(Natural-language object grounding data)
━━━━━━━━

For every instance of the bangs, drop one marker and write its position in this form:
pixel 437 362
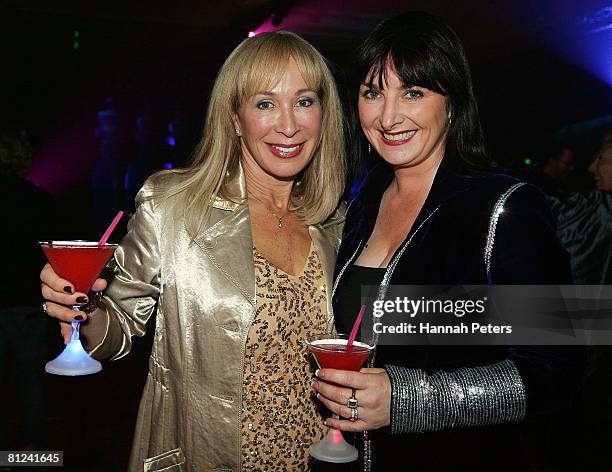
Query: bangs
pixel 412 67
pixel 267 62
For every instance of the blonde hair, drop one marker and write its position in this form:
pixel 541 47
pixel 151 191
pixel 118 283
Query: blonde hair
pixel 257 64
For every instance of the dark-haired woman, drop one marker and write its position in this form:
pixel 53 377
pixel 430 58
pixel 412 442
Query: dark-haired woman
pixel 430 212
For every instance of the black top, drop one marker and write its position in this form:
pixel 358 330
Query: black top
pixel 348 296
pixel 446 247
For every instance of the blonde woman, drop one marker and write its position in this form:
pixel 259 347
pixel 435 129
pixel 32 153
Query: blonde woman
pixel 236 252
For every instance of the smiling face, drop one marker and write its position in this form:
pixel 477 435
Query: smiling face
pixel 601 168
pixel 407 125
pixel 280 128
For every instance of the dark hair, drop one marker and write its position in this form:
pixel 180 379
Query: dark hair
pixel 426 52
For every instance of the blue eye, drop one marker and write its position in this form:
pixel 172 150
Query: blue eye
pixel 370 94
pixel 305 102
pixel 414 94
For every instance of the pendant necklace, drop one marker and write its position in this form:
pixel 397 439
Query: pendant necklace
pixel 279 218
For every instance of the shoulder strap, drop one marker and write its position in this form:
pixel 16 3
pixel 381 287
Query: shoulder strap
pixel 497 210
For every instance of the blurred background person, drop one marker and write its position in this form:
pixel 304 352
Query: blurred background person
pixel 27 212
pixel 554 170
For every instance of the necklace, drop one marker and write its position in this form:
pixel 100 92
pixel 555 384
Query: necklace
pixel 279 218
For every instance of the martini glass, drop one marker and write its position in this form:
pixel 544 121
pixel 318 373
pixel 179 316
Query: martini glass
pixel 80 262
pixel 330 351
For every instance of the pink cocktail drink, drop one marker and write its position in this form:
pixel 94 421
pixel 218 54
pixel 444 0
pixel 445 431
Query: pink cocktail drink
pixel 79 262
pixel 332 352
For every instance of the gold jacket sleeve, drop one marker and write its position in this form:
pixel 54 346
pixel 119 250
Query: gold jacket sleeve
pixel 133 293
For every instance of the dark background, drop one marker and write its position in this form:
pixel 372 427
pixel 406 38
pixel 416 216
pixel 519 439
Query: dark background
pixel 110 91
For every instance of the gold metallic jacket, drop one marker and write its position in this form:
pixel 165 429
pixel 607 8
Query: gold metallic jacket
pixel 204 289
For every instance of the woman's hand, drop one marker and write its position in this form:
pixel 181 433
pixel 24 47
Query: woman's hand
pixel 60 296
pixel 372 391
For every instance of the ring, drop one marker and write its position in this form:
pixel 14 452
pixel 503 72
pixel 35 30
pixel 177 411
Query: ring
pixel 352 402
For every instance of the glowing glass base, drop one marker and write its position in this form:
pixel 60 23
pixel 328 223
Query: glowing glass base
pixel 73 360
pixel 333 448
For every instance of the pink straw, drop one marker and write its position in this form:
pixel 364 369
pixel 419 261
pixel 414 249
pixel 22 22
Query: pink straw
pixel 110 229
pixel 349 344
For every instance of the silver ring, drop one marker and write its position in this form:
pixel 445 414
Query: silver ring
pixel 352 402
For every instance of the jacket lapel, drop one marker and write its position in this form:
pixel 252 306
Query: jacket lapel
pixel 326 244
pixel 228 242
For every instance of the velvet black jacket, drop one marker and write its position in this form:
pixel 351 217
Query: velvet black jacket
pixel 447 247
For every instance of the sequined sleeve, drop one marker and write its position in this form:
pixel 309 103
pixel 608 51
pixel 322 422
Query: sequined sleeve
pixel 471 396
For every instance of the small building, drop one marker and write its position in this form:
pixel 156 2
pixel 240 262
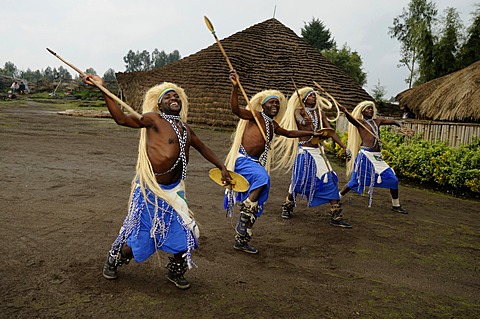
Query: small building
pixel 267 55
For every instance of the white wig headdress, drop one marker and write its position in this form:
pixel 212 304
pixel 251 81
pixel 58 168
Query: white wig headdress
pixel 256 102
pixel 354 139
pixel 287 148
pixel 144 171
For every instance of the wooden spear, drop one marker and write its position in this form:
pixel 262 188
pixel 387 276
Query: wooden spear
pixel 210 27
pixel 99 85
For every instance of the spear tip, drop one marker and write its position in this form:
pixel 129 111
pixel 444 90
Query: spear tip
pixel 51 51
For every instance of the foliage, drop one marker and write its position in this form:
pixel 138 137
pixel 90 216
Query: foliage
pixel 348 61
pixel 470 51
pixel 143 61
pixel 412 28
pixel 378 92
pixel 432 47
pixel 317 35
pixel 9 69
pixel 109 76
pixel 434 163
pixel 447 48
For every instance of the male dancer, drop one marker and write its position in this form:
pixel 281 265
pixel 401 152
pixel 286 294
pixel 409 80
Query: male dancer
pixel 369 168
pixel 250 156
pixel 158 216
pixel 312 174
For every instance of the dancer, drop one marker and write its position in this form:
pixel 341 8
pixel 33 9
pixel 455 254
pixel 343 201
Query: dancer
pixel 250 156
pixel 369 168
pixel 158 216
pixel 312 174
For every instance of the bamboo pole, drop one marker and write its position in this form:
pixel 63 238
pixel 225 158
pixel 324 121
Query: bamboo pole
pixel 210 27
pixel 98 85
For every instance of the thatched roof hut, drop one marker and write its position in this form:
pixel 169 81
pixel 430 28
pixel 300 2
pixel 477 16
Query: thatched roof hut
pixel 454 97
pixel 267 55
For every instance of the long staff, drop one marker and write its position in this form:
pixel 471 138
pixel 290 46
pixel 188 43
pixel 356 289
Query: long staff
pixel 100 86
pixel 210 27
pixel 356 120
pixel 320 144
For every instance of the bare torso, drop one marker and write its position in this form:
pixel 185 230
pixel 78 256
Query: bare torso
pixel 163 150
pixel 252 139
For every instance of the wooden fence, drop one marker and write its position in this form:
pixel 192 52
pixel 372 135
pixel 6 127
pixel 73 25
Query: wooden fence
pixel 455 134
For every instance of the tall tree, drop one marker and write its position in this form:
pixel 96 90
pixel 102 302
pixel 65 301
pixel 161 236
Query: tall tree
pixel 9 69
pixel 413 29
pixel 109 75
pixel 448 46
pixel 378 92
pixel 470 51
pixel 317 35
pixel 91 71
pixel 348 61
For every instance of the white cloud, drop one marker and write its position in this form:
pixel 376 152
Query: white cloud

━━━━━━━━

Instructions for the task — Starting with the line above that holds "pixel 90 216" and stopping with the line that holds "pixel 300 2", reproduce each line exactly, omitting all other lines.

Exercise result —
pixel 90 216
Query: foliage
pixel 348 61
pixel 470 51
pixel 143 61
pixel 412 28
pixel 378 92
pixel 432 47
pixel 317 35
pixel 9 69
pixel 109 76
pixel 434 163
pixel 447 48
For every instance of the male dancer, drop one marker and write its position in this form:
pixel 281 265
pixel 401 152
pixel 286 294
pixel 409 80
Query: male dancer
pixel 369 168
pixel 250 156
pixel 158 216
pixel 312 174
For every instance of the dancer, drop one marker and write its position in this form:
pixel 341 8
pixel 33 9
pixel 455 254
pixel 343 201
Query: dancer
pixel 250 156
pixel 369 168
pixel 158 216
pixel 312 174
For every instance of the bamboo pole, drop one marker and write its position in this form:
pixel 63 238
pixel 225 158
pixel 324 121
Query: bamboo pole
pixel 210 27
pixel 98 85
For every instance of the thatched roof hut, drop one marker and write its position in this form:
pixel 169 81
pixel 430 28
pixel 300 2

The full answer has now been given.